Cette semaine, Reporter retrace l’histoire d’Ali, Maiga, Malik, Moussa et Saidou. Tous les cinq vivent à Berlin. Un groupe soudé qui s’est lui-même surnommé ‘Cucula’. En langue haoussa – parlée en Afrique de l’Ouest – cela veut dire ‘prendre soin les uns des autres’. Il faut dire qu’ils reviennent de loin. Pour échapper à la guerre, à la misère, ils ont fui le Mali et le Niger, direction l’Europe via la Méditerranée. En 2011, ils débarquent finalement sur l‘île italienne de Lampedusa avant de rejoindre Berlin. Mais la capitale allemande ne tiendra pas toutes ses promesses. Une fois sur place, il n’est question ni de titre de séjour, ni de permis de travail. Ils vont alors passer près de 2 ans dans la rue en quête d’un avenir meilleur. Et c’est ainsi que le projet Cucula va prendre corps. À terme, les cinq amis aimeraient monter une entreprise de fabrication de chaises en bois. Mais pas n’importe quel bois, comme nous l’explique Moussa
Usuman, l’un des cinq apprentis menuisiers : “ cette chaise raconte mon histoire. Comme moi, ce bois est passé par Lampedusa. Ce bois provient des épaves échouées sur l‘île de Lampedusa. Et c’est mon histoire. “

Retour à Lampedusa justement. Ces épaves témoignent d’un drame humain majeur qui se joue pourtant dans un silence quasi-absolu. Tous les ans, des milliers de migrants perdent la vie en plein cœur de la Méditerranée. C’est d’ici que provient une partie du bois utilisé pour le projet Cucula. À Berlin, ce bois de récupération deviendra le dossier, l’accoudoir ou le pied de l’une des chaises fabriquées par Ali et ses amis. Soutenu par des organisations de défense des droits de l’Homme, le projet Cucula milite aussi en faveur de la formation des migrants qu’ils soient ou non en situation régulière.

=== EXERCICE COURT A ===
Indiquez si chacune de ces affirmations concorde avec le texte sur le projet Cucula, en répondant par oui ou par non et en citant à l’identique les mots du texte qui tranchent. (i) Les cinq amis sont arrivés à Lampedusa en 2011. (ii) À Berlin, ils ont obtenu un permis de travail. (iii) Le projet Cucula défend la formation des seuls migrants en situation régulière.
=== EXERCICE COURT B ===
Poursuivez le texte sur le projet Cucula en reprenant juste après sa dernière phrase.
Les enregistrements qui suivent n’ont aucun rapport avec le texte sur le projet Cucula.

=== LIGNES ENREGISTRÉES ===
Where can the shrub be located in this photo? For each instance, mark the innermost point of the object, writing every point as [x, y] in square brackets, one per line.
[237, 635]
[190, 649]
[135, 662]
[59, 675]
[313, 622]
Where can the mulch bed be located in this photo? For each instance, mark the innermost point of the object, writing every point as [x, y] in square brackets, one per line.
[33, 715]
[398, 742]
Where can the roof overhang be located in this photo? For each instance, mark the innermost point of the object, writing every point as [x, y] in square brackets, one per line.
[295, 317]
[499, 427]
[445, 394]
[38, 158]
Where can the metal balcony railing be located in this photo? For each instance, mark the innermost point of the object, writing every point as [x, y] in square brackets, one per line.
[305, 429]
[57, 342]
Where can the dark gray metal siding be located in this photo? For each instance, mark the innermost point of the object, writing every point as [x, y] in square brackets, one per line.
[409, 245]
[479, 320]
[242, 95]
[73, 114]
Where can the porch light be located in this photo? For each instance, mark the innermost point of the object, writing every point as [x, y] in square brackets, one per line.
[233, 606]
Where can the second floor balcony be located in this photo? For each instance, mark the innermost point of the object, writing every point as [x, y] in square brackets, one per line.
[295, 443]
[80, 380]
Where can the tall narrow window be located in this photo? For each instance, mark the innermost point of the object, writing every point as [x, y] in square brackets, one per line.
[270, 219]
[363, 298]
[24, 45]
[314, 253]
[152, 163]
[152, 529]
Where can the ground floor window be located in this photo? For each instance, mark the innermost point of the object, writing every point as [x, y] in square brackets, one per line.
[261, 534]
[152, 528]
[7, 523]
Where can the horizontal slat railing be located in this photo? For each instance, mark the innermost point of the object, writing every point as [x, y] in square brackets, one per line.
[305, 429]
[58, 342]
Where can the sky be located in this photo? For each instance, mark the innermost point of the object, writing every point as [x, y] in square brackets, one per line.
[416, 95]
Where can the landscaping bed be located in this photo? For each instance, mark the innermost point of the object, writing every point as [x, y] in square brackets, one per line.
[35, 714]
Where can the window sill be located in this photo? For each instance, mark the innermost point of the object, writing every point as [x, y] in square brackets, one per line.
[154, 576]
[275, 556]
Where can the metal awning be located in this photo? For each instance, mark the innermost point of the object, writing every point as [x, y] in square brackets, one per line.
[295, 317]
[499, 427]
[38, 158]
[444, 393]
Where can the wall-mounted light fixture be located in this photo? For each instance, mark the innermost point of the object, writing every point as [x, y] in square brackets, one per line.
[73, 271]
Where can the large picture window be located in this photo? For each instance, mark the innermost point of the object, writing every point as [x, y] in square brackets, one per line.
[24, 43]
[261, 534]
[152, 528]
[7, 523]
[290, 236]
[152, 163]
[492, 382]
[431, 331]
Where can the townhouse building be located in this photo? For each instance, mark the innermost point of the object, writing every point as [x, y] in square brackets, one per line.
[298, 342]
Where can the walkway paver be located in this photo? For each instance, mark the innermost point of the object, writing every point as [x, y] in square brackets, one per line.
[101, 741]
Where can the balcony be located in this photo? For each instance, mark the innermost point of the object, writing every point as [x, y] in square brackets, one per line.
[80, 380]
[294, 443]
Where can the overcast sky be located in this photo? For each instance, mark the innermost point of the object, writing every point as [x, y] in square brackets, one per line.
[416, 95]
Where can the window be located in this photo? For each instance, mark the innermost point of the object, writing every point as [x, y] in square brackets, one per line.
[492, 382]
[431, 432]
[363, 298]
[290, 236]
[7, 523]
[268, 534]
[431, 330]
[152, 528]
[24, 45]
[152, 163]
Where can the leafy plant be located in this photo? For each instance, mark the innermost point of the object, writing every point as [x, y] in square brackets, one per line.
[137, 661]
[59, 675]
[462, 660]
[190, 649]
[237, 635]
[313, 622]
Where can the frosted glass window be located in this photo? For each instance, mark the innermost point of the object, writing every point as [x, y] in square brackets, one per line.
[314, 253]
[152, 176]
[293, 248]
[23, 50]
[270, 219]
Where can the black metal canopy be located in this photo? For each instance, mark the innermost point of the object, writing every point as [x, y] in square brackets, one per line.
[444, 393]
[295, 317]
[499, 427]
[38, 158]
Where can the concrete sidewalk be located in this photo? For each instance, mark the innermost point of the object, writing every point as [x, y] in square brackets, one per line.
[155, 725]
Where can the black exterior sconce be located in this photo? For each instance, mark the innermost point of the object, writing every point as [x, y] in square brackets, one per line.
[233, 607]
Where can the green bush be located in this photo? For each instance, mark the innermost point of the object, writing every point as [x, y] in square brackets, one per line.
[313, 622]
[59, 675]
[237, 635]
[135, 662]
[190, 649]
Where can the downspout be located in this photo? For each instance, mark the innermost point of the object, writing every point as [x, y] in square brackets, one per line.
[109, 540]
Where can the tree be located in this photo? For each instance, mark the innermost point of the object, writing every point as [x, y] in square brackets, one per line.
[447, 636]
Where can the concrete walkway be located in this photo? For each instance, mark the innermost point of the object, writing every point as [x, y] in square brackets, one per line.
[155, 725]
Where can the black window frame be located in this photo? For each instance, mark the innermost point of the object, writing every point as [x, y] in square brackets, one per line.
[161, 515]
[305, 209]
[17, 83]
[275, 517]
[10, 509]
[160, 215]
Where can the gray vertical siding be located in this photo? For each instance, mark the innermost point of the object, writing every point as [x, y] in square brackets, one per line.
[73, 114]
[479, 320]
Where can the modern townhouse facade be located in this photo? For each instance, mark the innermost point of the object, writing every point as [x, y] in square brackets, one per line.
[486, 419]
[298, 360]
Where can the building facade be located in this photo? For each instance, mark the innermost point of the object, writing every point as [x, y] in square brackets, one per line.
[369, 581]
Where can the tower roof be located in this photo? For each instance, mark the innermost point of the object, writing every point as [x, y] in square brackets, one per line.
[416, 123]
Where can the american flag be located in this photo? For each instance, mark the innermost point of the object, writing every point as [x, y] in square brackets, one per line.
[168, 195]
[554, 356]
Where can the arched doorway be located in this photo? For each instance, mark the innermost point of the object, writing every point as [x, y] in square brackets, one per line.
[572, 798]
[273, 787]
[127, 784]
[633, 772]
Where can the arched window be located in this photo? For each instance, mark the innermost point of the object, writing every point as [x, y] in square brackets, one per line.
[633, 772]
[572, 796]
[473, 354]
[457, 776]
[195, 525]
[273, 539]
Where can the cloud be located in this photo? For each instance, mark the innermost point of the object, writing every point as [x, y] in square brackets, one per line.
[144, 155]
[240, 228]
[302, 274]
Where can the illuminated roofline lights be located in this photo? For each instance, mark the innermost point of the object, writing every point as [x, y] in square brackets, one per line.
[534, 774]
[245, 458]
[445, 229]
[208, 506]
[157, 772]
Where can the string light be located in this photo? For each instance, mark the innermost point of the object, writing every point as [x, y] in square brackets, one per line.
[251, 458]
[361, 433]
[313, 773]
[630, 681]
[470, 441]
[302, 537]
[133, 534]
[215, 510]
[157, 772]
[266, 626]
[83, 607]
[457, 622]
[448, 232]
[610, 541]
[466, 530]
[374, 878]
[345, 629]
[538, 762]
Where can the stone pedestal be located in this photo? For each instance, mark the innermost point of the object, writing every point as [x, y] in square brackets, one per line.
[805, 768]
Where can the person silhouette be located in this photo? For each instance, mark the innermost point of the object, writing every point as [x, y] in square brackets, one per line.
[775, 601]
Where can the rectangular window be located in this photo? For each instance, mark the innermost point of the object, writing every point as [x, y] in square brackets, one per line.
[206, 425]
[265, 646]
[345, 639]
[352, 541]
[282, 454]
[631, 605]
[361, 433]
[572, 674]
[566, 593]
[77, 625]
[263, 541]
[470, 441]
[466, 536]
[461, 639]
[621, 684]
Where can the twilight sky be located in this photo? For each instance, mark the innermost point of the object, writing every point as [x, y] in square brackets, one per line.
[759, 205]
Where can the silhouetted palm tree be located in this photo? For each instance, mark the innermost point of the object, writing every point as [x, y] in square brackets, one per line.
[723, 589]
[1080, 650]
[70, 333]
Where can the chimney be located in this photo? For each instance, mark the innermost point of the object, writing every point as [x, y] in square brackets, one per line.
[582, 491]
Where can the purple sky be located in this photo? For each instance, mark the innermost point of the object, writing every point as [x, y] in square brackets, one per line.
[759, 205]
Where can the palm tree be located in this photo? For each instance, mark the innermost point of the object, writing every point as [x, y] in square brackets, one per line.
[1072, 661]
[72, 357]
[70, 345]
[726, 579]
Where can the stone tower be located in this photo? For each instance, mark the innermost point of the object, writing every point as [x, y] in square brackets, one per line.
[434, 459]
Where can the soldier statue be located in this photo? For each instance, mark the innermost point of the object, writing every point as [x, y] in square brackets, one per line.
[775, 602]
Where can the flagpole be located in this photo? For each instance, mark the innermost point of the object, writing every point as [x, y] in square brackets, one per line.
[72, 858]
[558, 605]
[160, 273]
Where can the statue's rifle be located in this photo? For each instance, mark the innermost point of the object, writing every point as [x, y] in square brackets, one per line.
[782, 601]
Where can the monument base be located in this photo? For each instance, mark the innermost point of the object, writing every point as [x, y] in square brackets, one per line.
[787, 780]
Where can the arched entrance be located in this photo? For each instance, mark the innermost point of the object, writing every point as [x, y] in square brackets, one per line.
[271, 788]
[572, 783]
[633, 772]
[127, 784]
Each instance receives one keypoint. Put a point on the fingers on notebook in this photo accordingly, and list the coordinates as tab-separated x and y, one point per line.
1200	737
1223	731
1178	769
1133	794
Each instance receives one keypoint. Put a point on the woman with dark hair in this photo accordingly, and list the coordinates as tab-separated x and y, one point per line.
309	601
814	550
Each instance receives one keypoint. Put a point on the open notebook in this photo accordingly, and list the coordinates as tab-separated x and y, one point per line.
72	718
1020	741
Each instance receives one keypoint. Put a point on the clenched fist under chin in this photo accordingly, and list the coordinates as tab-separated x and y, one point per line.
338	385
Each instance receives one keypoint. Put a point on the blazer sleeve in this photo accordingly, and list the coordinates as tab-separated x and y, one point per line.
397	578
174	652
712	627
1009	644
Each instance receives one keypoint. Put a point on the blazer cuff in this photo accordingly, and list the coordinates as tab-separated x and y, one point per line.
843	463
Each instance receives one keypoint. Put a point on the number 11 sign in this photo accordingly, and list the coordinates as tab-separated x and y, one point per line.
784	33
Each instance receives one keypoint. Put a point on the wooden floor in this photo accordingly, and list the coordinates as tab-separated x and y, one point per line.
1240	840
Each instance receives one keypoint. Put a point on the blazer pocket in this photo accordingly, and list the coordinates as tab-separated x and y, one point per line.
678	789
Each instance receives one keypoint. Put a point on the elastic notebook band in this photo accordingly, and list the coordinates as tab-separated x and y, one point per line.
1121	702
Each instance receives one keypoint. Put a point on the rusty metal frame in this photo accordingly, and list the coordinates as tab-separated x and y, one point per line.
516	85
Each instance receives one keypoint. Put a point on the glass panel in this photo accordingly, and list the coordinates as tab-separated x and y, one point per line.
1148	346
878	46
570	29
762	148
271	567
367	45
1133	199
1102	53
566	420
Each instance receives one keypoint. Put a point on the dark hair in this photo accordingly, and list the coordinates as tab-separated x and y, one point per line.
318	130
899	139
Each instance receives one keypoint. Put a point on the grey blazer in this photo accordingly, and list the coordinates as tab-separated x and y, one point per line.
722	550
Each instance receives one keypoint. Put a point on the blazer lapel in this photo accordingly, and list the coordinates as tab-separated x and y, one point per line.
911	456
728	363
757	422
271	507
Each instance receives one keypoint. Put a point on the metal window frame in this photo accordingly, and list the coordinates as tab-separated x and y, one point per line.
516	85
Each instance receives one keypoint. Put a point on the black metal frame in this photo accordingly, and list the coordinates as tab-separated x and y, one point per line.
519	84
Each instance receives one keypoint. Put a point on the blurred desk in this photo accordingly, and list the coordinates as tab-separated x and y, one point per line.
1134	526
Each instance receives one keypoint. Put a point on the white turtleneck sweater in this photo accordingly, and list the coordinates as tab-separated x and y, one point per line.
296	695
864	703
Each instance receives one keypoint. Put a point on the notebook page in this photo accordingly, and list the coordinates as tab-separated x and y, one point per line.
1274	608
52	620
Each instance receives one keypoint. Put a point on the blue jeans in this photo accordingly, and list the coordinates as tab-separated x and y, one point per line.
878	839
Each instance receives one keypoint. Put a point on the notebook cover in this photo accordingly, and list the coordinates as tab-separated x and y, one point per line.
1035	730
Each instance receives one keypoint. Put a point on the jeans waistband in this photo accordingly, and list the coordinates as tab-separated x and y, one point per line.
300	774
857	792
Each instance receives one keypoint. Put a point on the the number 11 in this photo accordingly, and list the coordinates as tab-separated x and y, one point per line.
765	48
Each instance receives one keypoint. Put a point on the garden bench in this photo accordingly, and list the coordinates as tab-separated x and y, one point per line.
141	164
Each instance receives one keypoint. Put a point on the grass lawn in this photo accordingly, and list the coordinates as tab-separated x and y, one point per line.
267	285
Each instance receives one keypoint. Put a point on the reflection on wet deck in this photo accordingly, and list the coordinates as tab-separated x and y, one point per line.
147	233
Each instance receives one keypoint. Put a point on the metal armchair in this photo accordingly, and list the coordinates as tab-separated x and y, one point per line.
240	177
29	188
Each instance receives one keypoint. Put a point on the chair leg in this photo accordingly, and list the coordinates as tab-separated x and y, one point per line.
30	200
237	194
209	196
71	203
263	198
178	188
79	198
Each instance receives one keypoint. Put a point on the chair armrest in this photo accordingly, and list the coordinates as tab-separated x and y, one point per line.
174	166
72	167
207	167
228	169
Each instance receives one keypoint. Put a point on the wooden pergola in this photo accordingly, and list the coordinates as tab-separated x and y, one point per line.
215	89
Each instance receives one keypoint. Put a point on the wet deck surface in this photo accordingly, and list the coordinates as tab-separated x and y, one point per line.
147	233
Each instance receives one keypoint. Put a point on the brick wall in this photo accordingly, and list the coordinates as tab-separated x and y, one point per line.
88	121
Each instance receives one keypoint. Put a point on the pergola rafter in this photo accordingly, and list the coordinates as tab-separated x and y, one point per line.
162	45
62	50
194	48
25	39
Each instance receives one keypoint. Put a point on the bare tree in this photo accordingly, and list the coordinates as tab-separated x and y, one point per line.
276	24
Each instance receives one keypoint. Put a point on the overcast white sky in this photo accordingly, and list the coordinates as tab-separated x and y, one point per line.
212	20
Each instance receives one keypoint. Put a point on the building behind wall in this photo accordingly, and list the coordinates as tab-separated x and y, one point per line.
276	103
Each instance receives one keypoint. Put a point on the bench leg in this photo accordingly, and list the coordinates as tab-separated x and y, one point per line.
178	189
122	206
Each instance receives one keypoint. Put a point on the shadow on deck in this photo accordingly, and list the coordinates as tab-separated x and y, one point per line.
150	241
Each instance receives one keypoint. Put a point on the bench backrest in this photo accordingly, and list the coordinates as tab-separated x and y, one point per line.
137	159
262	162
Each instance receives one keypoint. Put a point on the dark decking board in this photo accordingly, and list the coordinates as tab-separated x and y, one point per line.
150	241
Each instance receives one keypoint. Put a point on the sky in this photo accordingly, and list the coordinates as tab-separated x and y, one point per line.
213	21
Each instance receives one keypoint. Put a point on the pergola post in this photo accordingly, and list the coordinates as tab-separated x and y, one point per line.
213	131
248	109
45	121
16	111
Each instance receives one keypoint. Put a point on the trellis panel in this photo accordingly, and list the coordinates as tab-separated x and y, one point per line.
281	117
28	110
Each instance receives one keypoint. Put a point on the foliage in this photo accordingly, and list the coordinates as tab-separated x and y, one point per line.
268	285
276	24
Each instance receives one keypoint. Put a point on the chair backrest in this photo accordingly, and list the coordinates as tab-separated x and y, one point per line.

=== RÉPONSE FINALE A ===
(i) Oui : « En 2011, ils débarquent finalement »
(ii) Non : « il n’est question ni de titre de séjour, ni de permis de travail »
(iii) Non : « qu’ils soient ou non en situation régulière »

=== RÉPONSE FINALE B ===
Ali Maiga Nouhou, apprenti menuisier, Projet Cucula Berlin :
“ Il y avait 350 personnes sur mon bateau. On a pris le bateau pour venir. Je pense encore beaucoup aux personnes qui ont disparu dans l’eau pendant le trajet. J’ai vu un enfant avec sa mère, avec sa maman, tu ne peux pas les sauver … Un petit bébé qui a 1 an … Mais avec le bateau, tu ne peux pas les sauver … C’est très difficile… “

Autre projet pour Ali, Maiga, Malik, Moussa et Saidou : la construction d‘éléments de décor pour une représentation du ‘Voyage d’Hiver’ de Schubert. Créée en 1827, c’est probablement l’oeuvre la plus triste du compositeur qui ne voit alors plus d’issue et pour qui, l’hiver est devenu synonyme de mort. L’Europe, eldorado fantasmé de nombreux migrants, n’a finalement pas grand chose à offrir à ces clandestins que peu d’Etats membres sont prêts à accueillir. S’ils survivent au voyage, ils leur faudra aussi faire face à la montée de la xénophobie sur le Vieux continent. Mais pour Saidou et Maiga, c‘était la seule alternative.

Saidou Moussa, apprenti menuisier, Projet Cucula Berlin :
“ J’ai vu beaucoup des choses terribles en traversant le Sahara : j’ai vu des gens mourir, je les ai vu mourir avec mes propres yeux. Je ne savais pas comment les aider. J‘étais moi-même épuisé, c‘était terrible.”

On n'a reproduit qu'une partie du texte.